Excerpts of pointing data
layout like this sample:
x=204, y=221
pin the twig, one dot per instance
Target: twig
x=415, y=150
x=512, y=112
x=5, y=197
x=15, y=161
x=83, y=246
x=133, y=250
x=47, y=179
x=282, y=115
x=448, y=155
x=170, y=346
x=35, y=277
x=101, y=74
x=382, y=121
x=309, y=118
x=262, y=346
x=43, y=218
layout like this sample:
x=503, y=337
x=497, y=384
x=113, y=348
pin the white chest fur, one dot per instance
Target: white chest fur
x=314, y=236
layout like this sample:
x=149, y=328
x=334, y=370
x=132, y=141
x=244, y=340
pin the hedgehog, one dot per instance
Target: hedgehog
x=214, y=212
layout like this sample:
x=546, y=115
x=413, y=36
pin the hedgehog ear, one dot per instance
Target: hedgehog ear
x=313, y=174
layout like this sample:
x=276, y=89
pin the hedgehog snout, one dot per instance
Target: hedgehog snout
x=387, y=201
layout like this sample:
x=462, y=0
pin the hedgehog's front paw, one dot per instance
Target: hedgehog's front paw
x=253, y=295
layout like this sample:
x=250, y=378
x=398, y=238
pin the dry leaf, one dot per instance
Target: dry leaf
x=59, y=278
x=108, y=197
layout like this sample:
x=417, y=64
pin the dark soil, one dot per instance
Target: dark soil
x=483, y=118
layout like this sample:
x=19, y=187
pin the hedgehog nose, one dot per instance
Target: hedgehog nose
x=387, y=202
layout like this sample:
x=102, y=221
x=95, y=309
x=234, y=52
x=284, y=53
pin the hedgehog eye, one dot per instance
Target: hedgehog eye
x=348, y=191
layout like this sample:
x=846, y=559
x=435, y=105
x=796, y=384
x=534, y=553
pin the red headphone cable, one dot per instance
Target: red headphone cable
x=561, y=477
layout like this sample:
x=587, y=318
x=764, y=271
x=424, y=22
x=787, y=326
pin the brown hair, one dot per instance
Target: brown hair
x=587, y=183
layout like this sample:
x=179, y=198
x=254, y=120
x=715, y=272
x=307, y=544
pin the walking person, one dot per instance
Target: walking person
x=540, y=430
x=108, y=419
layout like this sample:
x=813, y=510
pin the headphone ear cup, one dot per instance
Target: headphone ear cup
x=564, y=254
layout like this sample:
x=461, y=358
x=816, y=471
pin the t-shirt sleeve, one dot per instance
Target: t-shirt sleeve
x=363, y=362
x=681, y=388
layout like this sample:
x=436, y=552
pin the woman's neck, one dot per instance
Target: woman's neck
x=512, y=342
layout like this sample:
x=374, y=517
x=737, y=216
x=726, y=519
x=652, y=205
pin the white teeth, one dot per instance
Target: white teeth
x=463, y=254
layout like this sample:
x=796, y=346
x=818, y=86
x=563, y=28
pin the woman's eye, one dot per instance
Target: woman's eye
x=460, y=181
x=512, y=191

◆ **Written exercise**: Type out all of the material again, word for word.

◆ **Answer to this task**:
layout like this sample:
x=204, y=221
pin the twig, one dot per instance
Target: twig
x=415, y=150
x=512, y=112
x=5, y=197
x=15, y=161
x=83, y=246
x=133, y=250
x=47, y=179
x=282, y=115
x=448, y=155
x=170, y=346
x=35, y=277
x=101, y=74
x=382, y=121
x=309, y=118
x=262, y=346
x=43, y=218
layout like this sample:
x=503, y=337
x=497, y=384
x=113, y=348
pin the white chest fur, one dot per instance
Target: white chest fur
x=314, y=236
layout like this sample:
x=149, y=328
x=334, y=370
x=132, y=141
x=244, y=340
pin the hedgehog, one dot per instance
Target: hedgehog
x=214, y=212
layout like this sample:
x=546, y=115
x=413, y=36
pin the hedgehog ear, one dot per instance
Target: hedgehog ear
x=313, y=174
layout like this sample:
x=276, y=89
pin the hedgehog snout, one dot per instance
Target: hedgehog snout
x=387, y=201
layout like this sample:
x=462, y=0
pin the hedgehog's front paw, one dot per instance
Target: hedgehog's front paw
x=253, y=295
layout like this sample:
x=250, y=378
x=398, y=238
pin the dry leaf, one dot per instance
Target: dry leaf
x=59, y=278
x=108, y=197
layout like this sample:
x=417, y=64
pin the dark soil, one dot per instance
Target: dark soil
x=483, y=118
layout like this sample:
x=19, y=187
pin the hedgehog nose, one dot per instance
Target: hedgehog nose
x=387, y=202
layout like this sample:
x=102, y=221
x=95, y=309
x=234, y=52
x=284, y=53
pin the hedgehog eye, one dot per instance
Target: hedgehog eye
x=348, y=191
layout like this sample:
x=846, y=559
x=435, y=105
x=796, y=384
x=534, y=553
pin the red headphone cable, one dot per instance
Target: red headphone cable
x=561, y=477
layout like this sample:
x=587, y=318
x=764, y=271
x=424, y=22
x=787, y=326
pin the brown hair, one dot per instance
Target: brown hair
x=587, y=183
layout like this sample:
x=179, y=198
x=254, y=120
x=715, y=272
x=307, y=544
pin the walking person, one dot per instance
Target: walking person
x=540, y=430
x=108, y=419
layout like this sample:
x=813, y=510
pin the headphone ear cup, one dot per instance
Target: headphone ear cup
x=564, y=254
layout like this sample:
x=461, y=358
x=816, y=471
pin the t-shirt sleeve, one dot per instance
Target: t-shirt sleeve
x=363, y=362
x=681, y=388
layout like this sample:
x=436, y=552
pin the woman's neck, one dot per instance
Target: woman's neck
x=512, y=342
layout like this sample:
x=374, y=517
x=737, y=216
x=726, y=519
x=652, y=205
pin the white teeth, one dot per instance
Target: white teeth
x=463, y=254
layout like this sample:
x=796, y=346
x=818, y=86
x=563, y=28
pin the woman's eye, one dot per instance
Target: woman's eye
x=460, y=181
x=512, y=191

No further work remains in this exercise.